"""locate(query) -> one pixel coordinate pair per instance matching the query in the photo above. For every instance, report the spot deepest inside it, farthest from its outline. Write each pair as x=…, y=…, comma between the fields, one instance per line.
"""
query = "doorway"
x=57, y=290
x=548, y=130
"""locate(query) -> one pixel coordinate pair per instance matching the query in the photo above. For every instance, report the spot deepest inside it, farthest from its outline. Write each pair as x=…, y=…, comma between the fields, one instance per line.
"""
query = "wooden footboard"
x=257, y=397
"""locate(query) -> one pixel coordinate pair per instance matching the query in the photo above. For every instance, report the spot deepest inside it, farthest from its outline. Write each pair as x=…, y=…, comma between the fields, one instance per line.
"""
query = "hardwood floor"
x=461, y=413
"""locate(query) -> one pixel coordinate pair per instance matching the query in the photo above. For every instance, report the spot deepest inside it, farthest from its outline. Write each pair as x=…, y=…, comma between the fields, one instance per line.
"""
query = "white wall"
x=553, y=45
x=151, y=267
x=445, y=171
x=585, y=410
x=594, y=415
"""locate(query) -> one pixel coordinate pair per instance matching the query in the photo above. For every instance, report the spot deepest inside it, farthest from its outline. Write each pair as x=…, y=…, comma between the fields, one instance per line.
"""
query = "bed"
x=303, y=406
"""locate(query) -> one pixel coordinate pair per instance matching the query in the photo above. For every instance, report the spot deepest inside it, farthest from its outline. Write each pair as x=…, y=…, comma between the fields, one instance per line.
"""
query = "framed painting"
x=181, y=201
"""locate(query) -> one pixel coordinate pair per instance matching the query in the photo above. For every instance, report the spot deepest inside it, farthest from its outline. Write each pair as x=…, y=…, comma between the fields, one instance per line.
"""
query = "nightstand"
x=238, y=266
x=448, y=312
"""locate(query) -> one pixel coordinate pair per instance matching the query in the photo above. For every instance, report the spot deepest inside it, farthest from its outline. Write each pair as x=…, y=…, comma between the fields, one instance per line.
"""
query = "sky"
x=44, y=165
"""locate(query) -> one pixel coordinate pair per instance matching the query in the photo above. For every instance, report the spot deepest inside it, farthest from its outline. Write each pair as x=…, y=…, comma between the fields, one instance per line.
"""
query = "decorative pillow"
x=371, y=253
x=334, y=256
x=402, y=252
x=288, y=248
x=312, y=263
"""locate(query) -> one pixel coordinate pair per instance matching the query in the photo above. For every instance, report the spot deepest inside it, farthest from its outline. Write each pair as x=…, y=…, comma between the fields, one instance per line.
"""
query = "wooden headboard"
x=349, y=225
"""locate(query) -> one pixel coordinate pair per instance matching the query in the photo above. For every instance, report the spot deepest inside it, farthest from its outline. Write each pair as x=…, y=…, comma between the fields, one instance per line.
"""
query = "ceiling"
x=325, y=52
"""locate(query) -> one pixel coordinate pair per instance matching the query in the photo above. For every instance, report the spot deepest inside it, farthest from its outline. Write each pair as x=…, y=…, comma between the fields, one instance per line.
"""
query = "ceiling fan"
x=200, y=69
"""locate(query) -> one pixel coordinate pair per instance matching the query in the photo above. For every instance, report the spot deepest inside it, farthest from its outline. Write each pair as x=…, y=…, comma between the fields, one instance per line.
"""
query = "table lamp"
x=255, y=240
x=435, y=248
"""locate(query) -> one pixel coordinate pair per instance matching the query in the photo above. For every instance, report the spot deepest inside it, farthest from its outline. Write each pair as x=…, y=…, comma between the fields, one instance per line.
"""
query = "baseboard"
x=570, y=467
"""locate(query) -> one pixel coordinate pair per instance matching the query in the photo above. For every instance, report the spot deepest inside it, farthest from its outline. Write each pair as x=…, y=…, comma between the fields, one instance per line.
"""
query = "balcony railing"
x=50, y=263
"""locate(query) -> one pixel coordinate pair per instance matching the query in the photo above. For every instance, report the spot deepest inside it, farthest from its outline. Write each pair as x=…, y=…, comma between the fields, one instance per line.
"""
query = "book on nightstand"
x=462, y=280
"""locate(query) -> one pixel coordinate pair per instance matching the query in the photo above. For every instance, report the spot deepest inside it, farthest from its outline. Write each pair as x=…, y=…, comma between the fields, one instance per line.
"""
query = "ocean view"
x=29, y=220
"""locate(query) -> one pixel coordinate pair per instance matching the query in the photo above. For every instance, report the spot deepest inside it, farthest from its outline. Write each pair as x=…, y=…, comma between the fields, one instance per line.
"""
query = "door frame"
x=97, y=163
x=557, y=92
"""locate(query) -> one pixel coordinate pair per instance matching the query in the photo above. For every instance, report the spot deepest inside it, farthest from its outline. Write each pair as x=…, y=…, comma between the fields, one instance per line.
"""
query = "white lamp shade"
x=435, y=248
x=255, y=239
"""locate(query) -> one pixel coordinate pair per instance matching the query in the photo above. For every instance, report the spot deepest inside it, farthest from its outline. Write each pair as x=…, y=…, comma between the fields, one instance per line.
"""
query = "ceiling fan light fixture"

+ + + +

_WHAT THE EXERCISE ASKS_:
Copy each of the records above so that nothing differs from the original.

_ANSWER_:
"""locate(query) -> one pixel coordinate pair per instance matching the query in the photo above. For every instance, report the spot deepest inside it, farthest from its outline. Write each pair as x=…, y=…, comma between the fields, one instance per line.
"""
query = "doorway"
x=57, y=290
x=548, y=130
"""locate(query) -> one pixel coordinate pair per instance matching the query in the photo above. For every instance, report the spot deepest inside it, farthest from its outline. Write each pair as x=…, y=…, comma between the fields, one instance per line.
"""
query = "wooden footboard"
x=257, y=397
"""locate(query) -> one pixel coordinate pair per instance matching the query in the photo above. For every instance, report the spot deepest inside it, farthest from its outline. Write each pair as x=…, y=…, comma between the fields, one instance per line.
"""
query = "hardwood floor"
x=461, y=413
"""locate(query) -> one pixel coordinate pair per instance matching the query in the photo above. For every instance, report the spot deepest inside it, farthest from its outline. Write each pair as x=…, y=…, comma between the fields, one instance per line.
"""
query = "white wall"
x=553, y=45
x=151, y=267
x=445, y=171
x=585, y=410
x=594, y=415
"""locate(query) -> one pixel coordinate pair per instance matching the query in the photo above. For every instance, report the spot deepest inside it, farthest from its outline. Write each pair as x=…, y=…, comma between the fields, one instance per line.
"""
query = "bed"
x=303, y=406
"""locate(query) -> one pixel coordinate pair per instance matching the query in the photo above. For every instance, report the spot deepest inside it, farthest from its outline. Write each pair as x=…, y=…, comma between the fields, one instance per line.
"""
query = "framed painting"
x=181, y=201
"""locate(query) -> one pixel coordinate pair per instance matching the query in the photo above. For every instance, report the spot deepest inside it, farthest from its outline. Write each pair as x=…, y=…, comma between the fields, one instance per line.
"""
query = "nightstand"
x=238, y=266
x=448, y=312
"""locate(query) -> one pixel coordinate pair per instance matching the query in the photo above. For every instance, report the spot deepest inside it, farthest from its outline. Write each pair as x=…, y=…, comma between the fields, one instance per line.
"""
query = "sky"
x=44, y=165
"""locate(query) -> one pixel coordinate pair per instance matching the query in the photo above. For every instance, report the spot deepest inside it, farthest from its outline. Write each pair as x=…, y=…, comma between the fields, one instance per line.
"""
query = "decorative pillow"
x=371, y=253
x=334, y=256
x=402, y=252
x=288, y=248
x=312, y=263
"""locate(query) -> one pixel coordinate pair per instance matching the query in the photo above. For every instance, report the spot deepest inside it, farthest from its outline. Write each pair as x=…, y=…, comma between the fields, one instance per line.
"""
query = "wooden headboard"
x=349, y=225
"""locate(query) -> one pixel coordinate pair per instance matching the query in the photo above. For every instance, report the spot deepest inside it, farthest from its outline. Write each pair as x=…, y=…, comma between the fields, one instance per line.
"""
query = "ceiling"
x=325, y=52
"""locate(query) -> one pixel coordinate pair per instance matching the query in the photo above. For every instance, report the spot deepest inside it, farthest from its outline. Write each pair as x=…, y=…, comma between the fields, one instance per line.
"""
query = "ceiling fan"
x=200, y=69
"""locate(query) -> one pixel coordinate pair per instance matching the query in the photo above. For every instance, report the spot deepest inside it, farthest from its outline. Write each pair as x=…, y=…, comma between the fields, one instance per line.
"""
query = "table lamp"
x=255, y=240
x=435, y=248
"""locate(query) -> one pixel coordinate pair per instance matching the query in the photo above. For every instance, report the spot deepest inside it, farthest from its outline. Write each pair as x=…, y=…, comma between the fields, one instance per line.
"""
query = "baseboard"
x=570, y=467
"""locate(query) -> one pixel coordinate pair per instance matching the query in the photo above. For every instance, report the spot deepest inside it, farthest from its outline. Write each pair as x=…, y=…, comma between the fields, one instance per line.
"""
query = "balcony railing"
x=50, y=263
"""locate(query) -> one pixel coordinate pair per instance matching the query in the photo above. For every instance, report the spot deepest inside it, farthest from its outline. Write each pair as x=…, y=…, comma between the fields, one instance per line.
"""
query = "book on nightstand"
x=462, y=280
"""locate(query) -> one pixel coordinate pair per instance matching the query in the photo above. For every instance, report the spot deepest inside it, farthest from its outline. Write each pair as x=…, y=…, comma between the fields, one instance per line.
"""
query = "ocean view"
x=29, y=220
"""locate(query) -> one pixel coordinate pair per instance matching the query in the photo above. For every instance, report the spot deepest inside it, farthest from its outline. Write each pair as x=…, y=…, comma between the fields, one instance per line.
"""
query = "door frame"
x=97, y=163
x=557, y=92
"""locate(query) -> one pixel coordinate pair per instance matching the query in the photo above. For every instance, report the spot deepest inside it, farthest from its outline. Write each pair as x=…, y=…, comma between the fields, one instance per line.
"""
query = "white lamp shade"
x=435, y=248
x=255, y=239
"""locate(query) -> one pixel coordinate pair per instance matching the query in the photo above. For every instance, report the spot deepest inside it, farthest from its outline. Write each pair as x=…, y=…, comma between the fields, one instance per line.
"""
query = "ceiling fan light fixture"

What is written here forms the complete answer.